> _THE TASK_
Please set down the part of the dyslexia tips text starting at "In this article, we" and ending at "for big projects.", word for word.

> _EXTRACT TO READ_
=== Section Start ===

Tips To Help High School Students With Dyslexia Perform Better Academically
Understanding what dyslexia means helps educators to identify the signs and symptoms earlier and make ways to better assist students in the classroom setting. Multisensory teaching approaches are used to help both elementary and high school students in learning, but additional methods should be taken when it comes to teaching high school students with dyslexia.
In this article, we will provide some tips that will work effectively when teaching high school students with dyslexia or other learning difficulties.
Distribute your course syllabus for the class in advance. Providing your students with the course outline earlier gives them and their parents the chance to plan, study ahead, and prepare for big projects.
Students with dyslexia usually find it hard to multitask during class. It may be difficult for them to jot down notes while listening to the teacher’s lecture. This might cause them to miss some essential information from your lessons. Teachers can assist students in managing such problems in different ways.
Suggest tape recording lessons to the students. Recordings will allow them to listen to the lessons again while they are home. They can also pause from time to time to take down notes that are covered during the lecture. Most students with dyslexia can only focus on one task at a time, and while they focus on writing notes, they may miss listening to important details discussed by the teacher.
Provide students with handouts for the lecture discussed. If the notes are already provided, the students can focus better on listening to the lectures. They can use the written notes later to review the information learned.
Choose partners for your students to compare and exchange notes. Pairing your students so they can share notes later will decrease their worries of missing the important points in class.

=== Section End ===

> _DATA PROVIDED_

=== Section Start ===

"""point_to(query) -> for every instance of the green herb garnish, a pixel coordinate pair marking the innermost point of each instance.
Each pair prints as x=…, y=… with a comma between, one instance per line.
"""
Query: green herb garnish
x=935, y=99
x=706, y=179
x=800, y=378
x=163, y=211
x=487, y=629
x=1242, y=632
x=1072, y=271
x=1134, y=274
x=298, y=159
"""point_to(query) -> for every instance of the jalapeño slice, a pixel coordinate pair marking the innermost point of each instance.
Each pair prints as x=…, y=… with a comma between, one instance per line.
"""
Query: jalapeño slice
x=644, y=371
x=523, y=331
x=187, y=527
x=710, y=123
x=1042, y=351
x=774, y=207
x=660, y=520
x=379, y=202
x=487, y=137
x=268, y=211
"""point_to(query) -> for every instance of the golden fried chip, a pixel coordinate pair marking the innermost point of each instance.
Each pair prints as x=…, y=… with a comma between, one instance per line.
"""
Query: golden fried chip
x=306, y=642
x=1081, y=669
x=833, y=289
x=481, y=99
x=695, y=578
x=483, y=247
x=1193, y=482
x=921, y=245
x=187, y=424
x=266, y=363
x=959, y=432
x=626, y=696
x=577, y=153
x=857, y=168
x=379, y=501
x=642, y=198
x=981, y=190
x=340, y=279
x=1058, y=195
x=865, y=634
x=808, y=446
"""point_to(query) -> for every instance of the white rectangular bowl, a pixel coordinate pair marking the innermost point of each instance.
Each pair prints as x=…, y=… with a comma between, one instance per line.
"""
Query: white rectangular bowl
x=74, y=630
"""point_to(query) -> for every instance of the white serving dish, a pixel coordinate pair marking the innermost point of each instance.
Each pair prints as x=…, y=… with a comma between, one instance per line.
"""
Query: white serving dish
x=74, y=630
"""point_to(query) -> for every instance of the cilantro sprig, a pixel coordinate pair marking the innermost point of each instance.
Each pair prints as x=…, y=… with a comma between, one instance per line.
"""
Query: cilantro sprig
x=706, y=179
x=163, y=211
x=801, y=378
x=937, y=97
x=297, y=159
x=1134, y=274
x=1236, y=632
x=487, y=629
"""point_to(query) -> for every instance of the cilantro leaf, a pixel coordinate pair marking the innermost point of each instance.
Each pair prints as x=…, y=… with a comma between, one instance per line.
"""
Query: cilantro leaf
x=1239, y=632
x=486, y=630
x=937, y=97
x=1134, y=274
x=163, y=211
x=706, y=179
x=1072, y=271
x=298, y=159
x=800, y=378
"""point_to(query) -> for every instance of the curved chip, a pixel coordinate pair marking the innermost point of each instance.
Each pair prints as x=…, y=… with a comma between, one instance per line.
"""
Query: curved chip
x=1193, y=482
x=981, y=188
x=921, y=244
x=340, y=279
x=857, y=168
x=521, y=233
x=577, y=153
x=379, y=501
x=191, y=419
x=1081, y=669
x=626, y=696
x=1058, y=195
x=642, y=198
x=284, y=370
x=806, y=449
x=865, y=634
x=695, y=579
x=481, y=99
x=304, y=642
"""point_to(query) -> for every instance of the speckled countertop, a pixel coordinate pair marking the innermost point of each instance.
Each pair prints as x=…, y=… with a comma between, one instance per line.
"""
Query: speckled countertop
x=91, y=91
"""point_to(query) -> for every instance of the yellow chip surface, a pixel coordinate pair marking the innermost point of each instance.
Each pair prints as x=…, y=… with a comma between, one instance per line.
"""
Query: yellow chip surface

=== Section End ===

> _RESULT OF THE TASK_
In this article, we will provide some tips that will work effectively when teaching high school students with dyslexia or other learning difficulties.
Distribute your course syllabus for the class in advance. Providing your students with the course outline earlier gives them and their parents the chance to plan, study ahead, and prepare for big projects.